> [JOB]:
Rewrite the stretch of rows from the line containing "Mark one point on each instance of the watch" through the line containing "[(500, 246), (372, 169)]", swapping "smartphone" for "mobile phone" and leaving everything else unchanged.

> [MATERIAL SUPPLIED]:
──────────

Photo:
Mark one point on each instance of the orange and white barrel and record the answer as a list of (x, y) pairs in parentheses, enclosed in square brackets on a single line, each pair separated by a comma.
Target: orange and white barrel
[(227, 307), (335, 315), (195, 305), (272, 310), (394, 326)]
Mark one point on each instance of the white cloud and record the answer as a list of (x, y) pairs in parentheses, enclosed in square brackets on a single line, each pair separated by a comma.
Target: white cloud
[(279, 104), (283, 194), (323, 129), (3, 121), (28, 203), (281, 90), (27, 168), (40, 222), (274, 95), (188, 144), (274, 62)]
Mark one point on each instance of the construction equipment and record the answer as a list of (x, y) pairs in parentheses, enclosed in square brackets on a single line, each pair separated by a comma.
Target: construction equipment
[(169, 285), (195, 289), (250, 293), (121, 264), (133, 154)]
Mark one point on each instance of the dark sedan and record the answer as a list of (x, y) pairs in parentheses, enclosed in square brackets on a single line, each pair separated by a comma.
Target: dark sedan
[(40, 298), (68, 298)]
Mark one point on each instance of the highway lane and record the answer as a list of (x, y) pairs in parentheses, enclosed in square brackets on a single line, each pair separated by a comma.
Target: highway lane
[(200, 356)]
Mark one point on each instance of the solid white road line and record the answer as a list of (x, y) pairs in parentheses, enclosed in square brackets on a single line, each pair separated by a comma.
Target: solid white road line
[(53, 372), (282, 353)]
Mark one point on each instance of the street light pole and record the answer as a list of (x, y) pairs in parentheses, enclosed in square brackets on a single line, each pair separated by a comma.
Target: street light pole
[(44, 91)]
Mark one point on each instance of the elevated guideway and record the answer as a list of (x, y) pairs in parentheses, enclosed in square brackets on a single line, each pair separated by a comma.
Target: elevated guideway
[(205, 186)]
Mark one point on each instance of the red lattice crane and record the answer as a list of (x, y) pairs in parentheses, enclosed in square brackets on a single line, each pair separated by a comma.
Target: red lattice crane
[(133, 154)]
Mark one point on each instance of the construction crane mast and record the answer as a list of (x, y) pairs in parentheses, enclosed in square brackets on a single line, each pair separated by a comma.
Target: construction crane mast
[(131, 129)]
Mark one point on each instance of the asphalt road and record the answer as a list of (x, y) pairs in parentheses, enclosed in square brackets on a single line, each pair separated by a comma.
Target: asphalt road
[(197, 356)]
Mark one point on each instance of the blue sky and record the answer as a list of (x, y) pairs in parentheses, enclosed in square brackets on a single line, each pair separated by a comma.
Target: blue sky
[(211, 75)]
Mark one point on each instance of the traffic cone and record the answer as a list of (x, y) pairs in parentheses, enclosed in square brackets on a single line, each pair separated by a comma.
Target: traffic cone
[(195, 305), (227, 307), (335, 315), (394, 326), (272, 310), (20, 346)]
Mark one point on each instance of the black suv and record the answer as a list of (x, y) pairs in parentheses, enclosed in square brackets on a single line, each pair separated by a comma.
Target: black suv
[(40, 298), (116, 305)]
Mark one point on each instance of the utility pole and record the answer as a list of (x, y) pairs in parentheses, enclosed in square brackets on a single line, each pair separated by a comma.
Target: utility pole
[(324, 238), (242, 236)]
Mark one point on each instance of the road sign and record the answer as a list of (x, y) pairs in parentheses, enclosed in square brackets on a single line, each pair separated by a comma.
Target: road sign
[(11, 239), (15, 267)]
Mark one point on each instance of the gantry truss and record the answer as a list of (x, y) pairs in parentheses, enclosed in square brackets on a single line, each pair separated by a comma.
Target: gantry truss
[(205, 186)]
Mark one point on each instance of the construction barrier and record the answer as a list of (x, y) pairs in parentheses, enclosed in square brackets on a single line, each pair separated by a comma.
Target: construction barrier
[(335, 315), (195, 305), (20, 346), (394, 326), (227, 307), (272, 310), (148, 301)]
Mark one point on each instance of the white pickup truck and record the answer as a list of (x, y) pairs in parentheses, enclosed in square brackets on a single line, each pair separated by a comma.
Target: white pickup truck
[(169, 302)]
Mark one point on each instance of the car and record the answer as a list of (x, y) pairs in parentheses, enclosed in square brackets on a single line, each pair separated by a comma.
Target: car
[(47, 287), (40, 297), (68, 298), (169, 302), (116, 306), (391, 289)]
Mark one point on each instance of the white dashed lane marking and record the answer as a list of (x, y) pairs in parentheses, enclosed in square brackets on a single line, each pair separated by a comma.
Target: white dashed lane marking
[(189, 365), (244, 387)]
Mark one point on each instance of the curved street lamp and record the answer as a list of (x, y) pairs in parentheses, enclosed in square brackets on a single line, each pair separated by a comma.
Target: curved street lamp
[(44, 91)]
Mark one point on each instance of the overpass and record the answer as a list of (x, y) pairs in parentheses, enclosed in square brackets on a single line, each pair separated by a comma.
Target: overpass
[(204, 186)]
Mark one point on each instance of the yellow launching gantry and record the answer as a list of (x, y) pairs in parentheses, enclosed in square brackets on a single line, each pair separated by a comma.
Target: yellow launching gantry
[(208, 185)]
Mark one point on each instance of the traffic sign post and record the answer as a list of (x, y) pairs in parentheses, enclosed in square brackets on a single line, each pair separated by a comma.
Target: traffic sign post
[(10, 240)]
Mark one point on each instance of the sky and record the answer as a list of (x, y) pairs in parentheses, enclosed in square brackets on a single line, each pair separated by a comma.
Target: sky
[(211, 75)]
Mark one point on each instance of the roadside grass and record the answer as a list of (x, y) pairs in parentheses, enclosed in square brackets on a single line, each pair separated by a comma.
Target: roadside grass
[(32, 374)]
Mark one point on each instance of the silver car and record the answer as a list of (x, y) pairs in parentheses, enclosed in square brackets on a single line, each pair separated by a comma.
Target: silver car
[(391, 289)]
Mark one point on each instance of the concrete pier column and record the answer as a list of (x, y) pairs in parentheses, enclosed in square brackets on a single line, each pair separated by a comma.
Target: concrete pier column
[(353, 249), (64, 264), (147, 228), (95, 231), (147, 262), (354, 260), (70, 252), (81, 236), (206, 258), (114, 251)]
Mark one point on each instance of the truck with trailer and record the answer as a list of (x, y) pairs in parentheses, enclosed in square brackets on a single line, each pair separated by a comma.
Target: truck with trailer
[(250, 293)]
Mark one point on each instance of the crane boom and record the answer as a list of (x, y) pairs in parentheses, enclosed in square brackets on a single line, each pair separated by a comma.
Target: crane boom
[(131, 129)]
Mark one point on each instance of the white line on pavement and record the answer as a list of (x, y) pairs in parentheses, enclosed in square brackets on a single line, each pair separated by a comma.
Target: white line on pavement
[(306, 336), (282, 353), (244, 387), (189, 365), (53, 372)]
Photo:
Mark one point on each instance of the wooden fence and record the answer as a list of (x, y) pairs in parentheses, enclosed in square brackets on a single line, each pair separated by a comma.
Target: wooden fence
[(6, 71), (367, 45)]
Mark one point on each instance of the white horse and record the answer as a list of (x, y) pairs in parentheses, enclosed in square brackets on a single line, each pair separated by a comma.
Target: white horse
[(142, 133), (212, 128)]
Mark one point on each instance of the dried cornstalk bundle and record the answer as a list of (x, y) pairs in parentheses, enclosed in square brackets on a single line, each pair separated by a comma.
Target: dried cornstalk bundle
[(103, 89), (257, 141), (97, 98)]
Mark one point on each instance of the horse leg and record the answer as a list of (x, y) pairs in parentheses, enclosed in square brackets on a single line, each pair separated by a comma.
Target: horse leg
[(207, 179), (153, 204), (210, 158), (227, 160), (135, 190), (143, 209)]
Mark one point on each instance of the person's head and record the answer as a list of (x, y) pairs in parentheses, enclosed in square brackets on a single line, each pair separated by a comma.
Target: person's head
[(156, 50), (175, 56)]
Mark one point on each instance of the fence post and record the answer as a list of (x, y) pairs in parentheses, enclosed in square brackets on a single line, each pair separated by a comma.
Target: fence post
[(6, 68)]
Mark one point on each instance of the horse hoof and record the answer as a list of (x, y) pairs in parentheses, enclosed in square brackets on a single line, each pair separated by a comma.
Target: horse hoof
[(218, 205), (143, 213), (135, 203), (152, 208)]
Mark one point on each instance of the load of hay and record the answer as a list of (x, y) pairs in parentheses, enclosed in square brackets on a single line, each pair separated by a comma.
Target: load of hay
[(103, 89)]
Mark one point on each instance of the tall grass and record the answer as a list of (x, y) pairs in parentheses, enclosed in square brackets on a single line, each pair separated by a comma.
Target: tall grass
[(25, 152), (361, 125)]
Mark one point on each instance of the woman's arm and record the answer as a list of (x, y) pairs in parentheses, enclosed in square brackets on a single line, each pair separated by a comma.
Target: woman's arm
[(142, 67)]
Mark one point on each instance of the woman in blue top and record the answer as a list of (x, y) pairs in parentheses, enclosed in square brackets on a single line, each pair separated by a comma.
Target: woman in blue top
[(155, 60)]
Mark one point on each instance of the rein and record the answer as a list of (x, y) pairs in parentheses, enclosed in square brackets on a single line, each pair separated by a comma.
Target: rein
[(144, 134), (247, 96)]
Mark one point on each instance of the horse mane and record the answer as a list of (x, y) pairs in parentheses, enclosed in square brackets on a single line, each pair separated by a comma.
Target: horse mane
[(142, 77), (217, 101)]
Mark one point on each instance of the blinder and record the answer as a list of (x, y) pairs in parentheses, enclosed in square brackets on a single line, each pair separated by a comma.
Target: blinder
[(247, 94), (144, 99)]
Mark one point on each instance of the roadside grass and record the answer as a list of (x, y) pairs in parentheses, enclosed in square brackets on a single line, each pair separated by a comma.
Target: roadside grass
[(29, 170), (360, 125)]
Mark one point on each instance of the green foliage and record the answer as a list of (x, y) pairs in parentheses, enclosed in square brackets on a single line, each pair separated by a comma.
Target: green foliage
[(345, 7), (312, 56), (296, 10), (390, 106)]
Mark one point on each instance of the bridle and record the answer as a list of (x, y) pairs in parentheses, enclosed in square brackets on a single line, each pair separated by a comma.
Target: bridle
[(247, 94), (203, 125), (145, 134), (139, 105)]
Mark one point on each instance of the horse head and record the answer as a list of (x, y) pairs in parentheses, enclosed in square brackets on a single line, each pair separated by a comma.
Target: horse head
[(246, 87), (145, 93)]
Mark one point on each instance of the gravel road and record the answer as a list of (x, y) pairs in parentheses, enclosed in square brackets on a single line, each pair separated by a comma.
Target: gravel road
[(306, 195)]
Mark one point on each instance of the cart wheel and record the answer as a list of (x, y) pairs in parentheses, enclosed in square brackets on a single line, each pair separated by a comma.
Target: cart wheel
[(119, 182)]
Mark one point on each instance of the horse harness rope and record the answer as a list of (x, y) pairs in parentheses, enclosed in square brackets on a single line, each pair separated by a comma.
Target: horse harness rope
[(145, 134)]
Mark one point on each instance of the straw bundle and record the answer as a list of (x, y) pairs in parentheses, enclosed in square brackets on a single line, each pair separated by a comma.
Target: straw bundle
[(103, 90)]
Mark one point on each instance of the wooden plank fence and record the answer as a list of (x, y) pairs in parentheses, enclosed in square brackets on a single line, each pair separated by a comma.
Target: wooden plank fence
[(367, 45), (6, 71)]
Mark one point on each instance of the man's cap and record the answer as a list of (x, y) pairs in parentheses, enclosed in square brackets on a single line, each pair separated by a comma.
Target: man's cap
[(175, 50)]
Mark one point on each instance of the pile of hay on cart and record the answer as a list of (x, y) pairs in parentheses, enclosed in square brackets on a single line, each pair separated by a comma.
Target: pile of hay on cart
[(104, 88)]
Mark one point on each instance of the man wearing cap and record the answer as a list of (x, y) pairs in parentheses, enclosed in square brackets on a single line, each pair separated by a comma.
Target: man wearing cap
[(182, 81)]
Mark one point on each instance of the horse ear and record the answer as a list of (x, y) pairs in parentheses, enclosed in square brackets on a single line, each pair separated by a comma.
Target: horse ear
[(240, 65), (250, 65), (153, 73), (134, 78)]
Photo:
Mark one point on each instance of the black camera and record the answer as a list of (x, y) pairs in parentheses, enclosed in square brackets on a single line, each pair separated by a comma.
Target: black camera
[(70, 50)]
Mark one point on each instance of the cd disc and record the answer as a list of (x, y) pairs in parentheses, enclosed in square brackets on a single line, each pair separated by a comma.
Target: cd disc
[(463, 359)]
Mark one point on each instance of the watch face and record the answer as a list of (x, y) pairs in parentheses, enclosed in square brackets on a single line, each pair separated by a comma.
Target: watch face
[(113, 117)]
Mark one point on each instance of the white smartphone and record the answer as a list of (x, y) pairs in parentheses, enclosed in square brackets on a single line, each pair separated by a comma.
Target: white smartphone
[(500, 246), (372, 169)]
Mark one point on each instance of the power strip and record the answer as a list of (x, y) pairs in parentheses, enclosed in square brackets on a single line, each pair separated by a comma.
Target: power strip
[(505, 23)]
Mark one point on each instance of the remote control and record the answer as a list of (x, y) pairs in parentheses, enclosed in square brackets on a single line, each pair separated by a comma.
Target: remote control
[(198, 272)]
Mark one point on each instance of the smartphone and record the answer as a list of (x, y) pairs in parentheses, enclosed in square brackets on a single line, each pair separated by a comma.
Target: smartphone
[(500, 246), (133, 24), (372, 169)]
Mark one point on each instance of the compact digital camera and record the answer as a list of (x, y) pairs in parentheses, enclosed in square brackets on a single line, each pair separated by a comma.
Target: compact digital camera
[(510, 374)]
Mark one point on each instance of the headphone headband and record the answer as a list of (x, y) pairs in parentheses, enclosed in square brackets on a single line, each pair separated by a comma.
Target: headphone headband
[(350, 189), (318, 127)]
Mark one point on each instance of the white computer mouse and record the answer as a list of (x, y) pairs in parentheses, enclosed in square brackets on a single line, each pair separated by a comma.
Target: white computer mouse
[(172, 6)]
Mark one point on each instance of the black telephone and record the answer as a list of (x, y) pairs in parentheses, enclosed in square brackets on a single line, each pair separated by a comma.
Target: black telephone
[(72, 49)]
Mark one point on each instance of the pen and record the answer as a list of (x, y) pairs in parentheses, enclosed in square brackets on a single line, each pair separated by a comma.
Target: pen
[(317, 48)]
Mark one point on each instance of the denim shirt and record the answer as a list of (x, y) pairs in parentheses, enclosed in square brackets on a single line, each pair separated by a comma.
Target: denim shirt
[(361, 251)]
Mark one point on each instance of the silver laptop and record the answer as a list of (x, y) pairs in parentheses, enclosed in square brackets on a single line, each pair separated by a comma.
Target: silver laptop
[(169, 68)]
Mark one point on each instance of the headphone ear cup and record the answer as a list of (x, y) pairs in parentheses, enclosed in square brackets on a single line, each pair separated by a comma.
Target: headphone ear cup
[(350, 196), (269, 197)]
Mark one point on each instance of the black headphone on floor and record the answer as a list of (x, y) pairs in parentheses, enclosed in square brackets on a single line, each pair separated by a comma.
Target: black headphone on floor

──────────

> [CORRECT RESULT]:
Mark one point on each instance of the watch face and record the answer as a list of (x, y) pairs in parentheses, enclosed in square brackets on a single line, each pair separated by a comma.
Target: watch face
[(113, 117)]
Mark one point on each instance of the white mobile phone and record the answer as a list of (x, y) pairs in parentheses, enclosed in square brackets on a single line, each pair separated by a comma.
Target: white mobile phone
[(500, 246), (372, 169)]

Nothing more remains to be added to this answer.